EXERCISE OBJECTIVE: Show, copied in full, every line below that contains the string "tree".
DATASET ROWS start
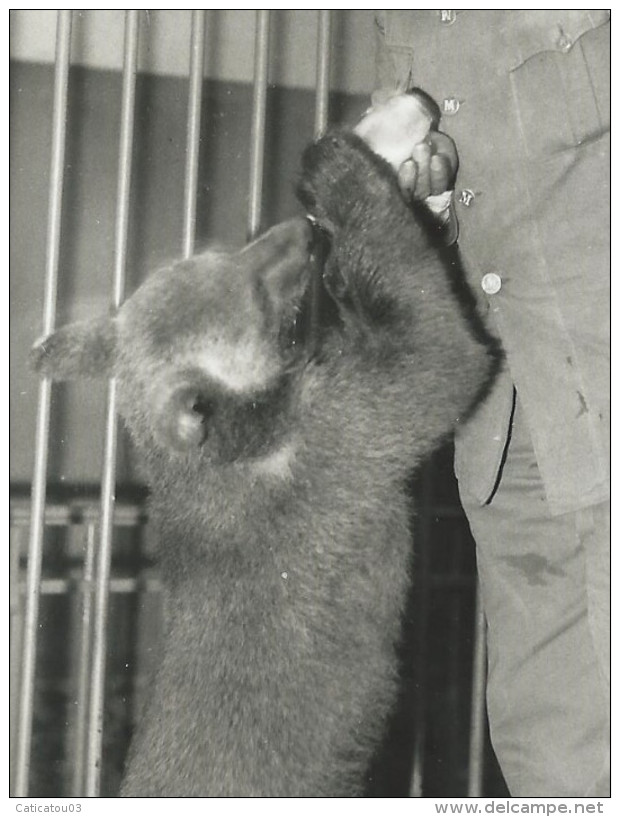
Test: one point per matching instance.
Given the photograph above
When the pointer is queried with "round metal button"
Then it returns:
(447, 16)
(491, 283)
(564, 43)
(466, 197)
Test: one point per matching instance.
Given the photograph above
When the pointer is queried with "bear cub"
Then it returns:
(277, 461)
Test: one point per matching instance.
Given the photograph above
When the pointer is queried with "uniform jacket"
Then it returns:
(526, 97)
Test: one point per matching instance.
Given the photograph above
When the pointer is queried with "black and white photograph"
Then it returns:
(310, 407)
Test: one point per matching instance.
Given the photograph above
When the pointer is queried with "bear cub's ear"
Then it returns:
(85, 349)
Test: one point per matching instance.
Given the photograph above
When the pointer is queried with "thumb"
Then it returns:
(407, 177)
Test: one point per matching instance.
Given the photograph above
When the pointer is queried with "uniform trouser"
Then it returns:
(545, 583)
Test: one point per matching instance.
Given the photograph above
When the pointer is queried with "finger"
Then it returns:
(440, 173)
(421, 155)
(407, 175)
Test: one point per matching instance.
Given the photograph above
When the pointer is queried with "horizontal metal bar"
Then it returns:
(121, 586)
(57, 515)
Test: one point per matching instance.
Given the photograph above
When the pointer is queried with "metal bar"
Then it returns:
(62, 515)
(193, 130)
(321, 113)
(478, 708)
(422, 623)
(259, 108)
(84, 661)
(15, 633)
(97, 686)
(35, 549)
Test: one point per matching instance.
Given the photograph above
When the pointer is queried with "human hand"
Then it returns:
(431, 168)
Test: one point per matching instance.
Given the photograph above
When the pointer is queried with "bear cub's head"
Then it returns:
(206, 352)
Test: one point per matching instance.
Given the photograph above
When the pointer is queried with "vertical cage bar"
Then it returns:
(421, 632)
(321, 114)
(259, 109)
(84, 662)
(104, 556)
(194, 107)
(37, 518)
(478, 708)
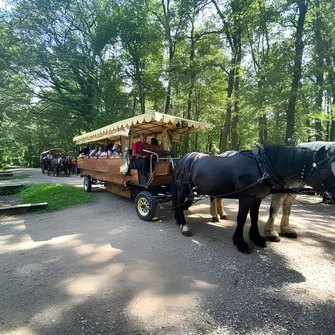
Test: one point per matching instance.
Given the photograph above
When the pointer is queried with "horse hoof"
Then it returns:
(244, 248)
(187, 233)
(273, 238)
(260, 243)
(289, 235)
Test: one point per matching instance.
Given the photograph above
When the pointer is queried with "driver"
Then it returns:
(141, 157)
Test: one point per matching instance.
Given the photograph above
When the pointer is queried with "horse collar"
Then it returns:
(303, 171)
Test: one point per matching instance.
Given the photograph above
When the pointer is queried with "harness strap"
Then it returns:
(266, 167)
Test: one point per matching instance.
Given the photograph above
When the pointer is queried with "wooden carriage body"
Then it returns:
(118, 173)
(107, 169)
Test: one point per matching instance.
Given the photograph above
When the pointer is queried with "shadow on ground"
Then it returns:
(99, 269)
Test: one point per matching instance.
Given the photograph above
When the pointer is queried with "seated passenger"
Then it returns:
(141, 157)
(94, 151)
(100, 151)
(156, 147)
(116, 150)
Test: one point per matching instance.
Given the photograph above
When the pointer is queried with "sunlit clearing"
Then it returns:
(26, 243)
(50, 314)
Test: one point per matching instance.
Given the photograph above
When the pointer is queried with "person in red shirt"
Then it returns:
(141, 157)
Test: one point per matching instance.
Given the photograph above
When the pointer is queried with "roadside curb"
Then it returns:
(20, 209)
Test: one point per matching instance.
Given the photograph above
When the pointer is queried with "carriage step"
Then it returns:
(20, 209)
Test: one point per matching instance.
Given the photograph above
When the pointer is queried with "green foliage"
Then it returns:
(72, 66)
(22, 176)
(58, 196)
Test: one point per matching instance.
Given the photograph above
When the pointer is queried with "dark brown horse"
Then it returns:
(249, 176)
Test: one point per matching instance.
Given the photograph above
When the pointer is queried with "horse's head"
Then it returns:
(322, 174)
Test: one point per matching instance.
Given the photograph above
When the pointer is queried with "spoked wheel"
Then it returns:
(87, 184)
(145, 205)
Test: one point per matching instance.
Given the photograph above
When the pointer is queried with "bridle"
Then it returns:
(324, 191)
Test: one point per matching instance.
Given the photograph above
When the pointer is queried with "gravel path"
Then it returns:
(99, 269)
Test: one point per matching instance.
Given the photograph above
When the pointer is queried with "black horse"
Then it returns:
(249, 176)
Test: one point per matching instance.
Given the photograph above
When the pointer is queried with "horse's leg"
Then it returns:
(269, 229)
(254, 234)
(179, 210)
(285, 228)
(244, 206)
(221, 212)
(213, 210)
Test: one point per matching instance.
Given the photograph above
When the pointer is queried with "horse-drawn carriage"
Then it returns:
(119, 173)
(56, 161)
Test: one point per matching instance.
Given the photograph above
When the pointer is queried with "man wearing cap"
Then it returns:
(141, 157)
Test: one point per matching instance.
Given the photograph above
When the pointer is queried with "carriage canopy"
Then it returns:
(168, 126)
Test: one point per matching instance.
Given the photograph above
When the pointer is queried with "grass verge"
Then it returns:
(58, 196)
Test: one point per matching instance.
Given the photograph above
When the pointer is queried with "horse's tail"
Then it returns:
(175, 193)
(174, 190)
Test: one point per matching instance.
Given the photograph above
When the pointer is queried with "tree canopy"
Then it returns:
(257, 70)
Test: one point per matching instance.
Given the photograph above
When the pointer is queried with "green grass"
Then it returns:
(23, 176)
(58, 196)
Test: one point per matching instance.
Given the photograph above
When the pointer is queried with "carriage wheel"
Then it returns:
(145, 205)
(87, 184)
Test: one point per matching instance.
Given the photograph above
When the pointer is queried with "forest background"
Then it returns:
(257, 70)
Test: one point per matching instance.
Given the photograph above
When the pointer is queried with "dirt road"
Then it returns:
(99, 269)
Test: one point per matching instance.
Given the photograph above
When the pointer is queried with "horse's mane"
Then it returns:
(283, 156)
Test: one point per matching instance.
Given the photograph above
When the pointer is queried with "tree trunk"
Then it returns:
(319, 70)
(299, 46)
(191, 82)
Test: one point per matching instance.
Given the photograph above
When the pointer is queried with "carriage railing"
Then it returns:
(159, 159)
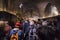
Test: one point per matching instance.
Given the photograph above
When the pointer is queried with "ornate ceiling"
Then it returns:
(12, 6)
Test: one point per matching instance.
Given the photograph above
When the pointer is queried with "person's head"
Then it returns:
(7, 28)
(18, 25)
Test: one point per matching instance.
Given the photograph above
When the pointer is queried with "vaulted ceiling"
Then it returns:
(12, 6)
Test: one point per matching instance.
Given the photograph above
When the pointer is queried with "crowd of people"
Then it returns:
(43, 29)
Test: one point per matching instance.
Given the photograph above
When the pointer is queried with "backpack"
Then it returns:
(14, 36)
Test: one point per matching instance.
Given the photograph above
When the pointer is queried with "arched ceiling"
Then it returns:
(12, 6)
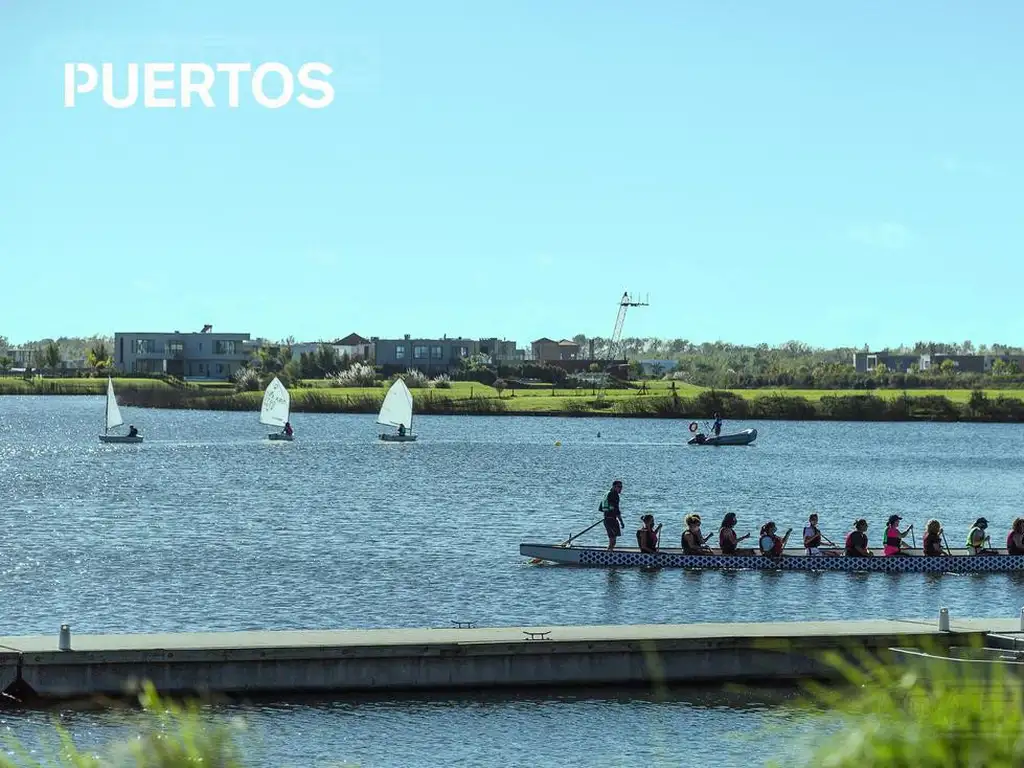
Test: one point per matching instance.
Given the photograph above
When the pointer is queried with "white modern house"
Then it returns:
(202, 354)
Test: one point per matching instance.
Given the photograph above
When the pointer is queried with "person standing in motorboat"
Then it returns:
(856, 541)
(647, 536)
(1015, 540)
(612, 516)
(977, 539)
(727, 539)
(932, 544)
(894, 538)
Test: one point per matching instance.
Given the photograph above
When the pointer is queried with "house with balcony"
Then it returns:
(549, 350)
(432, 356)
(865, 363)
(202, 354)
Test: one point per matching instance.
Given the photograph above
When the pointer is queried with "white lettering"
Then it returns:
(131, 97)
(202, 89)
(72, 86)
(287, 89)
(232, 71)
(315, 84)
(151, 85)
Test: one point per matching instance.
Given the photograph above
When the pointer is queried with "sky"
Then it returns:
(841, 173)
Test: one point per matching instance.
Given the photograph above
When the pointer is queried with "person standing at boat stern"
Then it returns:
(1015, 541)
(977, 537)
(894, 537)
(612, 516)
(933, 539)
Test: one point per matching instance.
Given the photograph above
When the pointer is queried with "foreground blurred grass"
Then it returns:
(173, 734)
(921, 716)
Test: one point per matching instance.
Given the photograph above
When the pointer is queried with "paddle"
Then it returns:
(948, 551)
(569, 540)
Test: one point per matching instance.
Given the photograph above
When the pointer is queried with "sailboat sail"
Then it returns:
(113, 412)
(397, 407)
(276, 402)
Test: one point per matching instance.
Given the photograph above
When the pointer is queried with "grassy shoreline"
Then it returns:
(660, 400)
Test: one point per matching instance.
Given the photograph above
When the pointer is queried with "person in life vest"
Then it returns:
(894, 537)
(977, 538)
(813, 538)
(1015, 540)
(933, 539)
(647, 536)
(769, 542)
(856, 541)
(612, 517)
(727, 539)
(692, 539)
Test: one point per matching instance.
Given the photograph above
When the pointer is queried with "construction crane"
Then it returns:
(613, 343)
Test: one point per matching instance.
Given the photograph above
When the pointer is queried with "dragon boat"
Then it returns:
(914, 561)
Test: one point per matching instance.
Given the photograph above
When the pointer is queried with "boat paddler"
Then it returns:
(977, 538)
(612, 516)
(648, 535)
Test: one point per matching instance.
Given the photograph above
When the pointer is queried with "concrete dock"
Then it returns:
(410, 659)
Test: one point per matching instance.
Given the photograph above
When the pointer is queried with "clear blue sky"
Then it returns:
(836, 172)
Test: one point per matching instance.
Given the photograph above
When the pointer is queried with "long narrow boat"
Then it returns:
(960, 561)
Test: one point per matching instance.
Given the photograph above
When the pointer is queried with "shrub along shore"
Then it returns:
DATASET ROWS end
FINISHED TASK:
When the pointer is queried with "tree canopy"
When the pointer is queried with "tree trunk"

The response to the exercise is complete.